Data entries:

※

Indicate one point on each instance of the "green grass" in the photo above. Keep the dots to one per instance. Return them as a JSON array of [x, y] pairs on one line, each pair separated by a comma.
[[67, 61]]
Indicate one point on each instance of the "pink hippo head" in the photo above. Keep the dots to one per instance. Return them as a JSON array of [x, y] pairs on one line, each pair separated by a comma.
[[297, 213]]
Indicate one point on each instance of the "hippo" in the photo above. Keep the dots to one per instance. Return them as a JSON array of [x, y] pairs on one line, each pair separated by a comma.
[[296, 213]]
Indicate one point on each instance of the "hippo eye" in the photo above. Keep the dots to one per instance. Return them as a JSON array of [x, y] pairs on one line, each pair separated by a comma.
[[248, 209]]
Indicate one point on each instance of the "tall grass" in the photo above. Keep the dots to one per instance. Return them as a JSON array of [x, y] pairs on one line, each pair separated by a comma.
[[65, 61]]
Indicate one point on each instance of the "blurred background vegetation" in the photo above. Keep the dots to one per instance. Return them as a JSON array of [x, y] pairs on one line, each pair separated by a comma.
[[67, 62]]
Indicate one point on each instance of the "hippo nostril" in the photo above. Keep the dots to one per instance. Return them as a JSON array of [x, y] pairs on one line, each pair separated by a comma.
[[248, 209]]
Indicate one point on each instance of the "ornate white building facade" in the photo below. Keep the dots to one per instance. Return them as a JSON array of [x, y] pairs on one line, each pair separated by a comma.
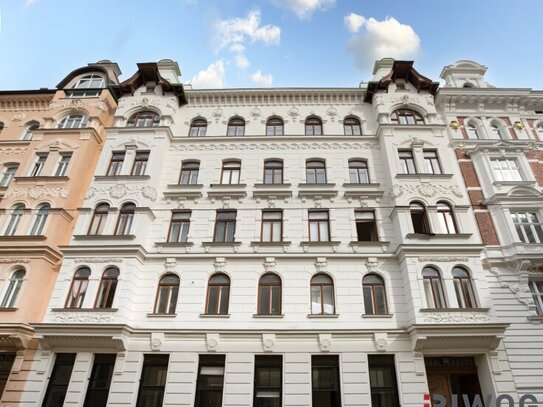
[[285, 247]]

※

Description of the task:
Each record above should come back exactly the same, only without its pictures.

Solution to this exercise:
Indicate one point on each instance of the "green grass" in the photo above. Keep the dots to one per instance. Return them as a JSON array of [x, y] pairs on one line, each pair separated by a comma.
[[67, 61]]
Indicate one point on each instance of the "pink hippo head" in the photo above. Keep the dots to one per instance. Return them as a JSON array of [x, y] pairs on one line, each pair separated by a comma.
[[297, 213]]
Indicate one point on each instance of the "hippo" in the photo above. Keep the dots to one per instance. Return them as a JSON array of [x, y] pairs on one line, each pair separated by a comma.
[[296, 213]]
Indicate one point on each instance of the "hippo eye" in the photo above. Keep the dots to one per instance. Return them as a JSON array of [x, y] pairs on one line, each pair separated by a comma.
[[248, 209]]
Indicate one point on each instance of the "tall grass" in the photo above. Keep the dots to one per instance. Return them as a JSON array of [x, y] pairs on one line, each pair separated by a comma.
[[65, 61]]
Indicate one point on each instance of the "blurred background vegetation" in the photo above. Keep the dots to one per instance. Return them as a JSON array of [x, y] pairs on one line, each pair separated by a comma.
[[67, 62]]
Indicate one point on each instance of the "hippo nostril" in the photo above. Keep the dots to one per instance. Return them as a JSON array of [x, y] pairs on one line, each pair separated by a comma.
[[248, 209]]
Indicate one point on each instance of the "ornate white building facade" in the photo below. Keep the dots to one per instance. Return them as a JSON array of [x, y] pairs on one line, each pair separated by a comma.
[[285, 247]]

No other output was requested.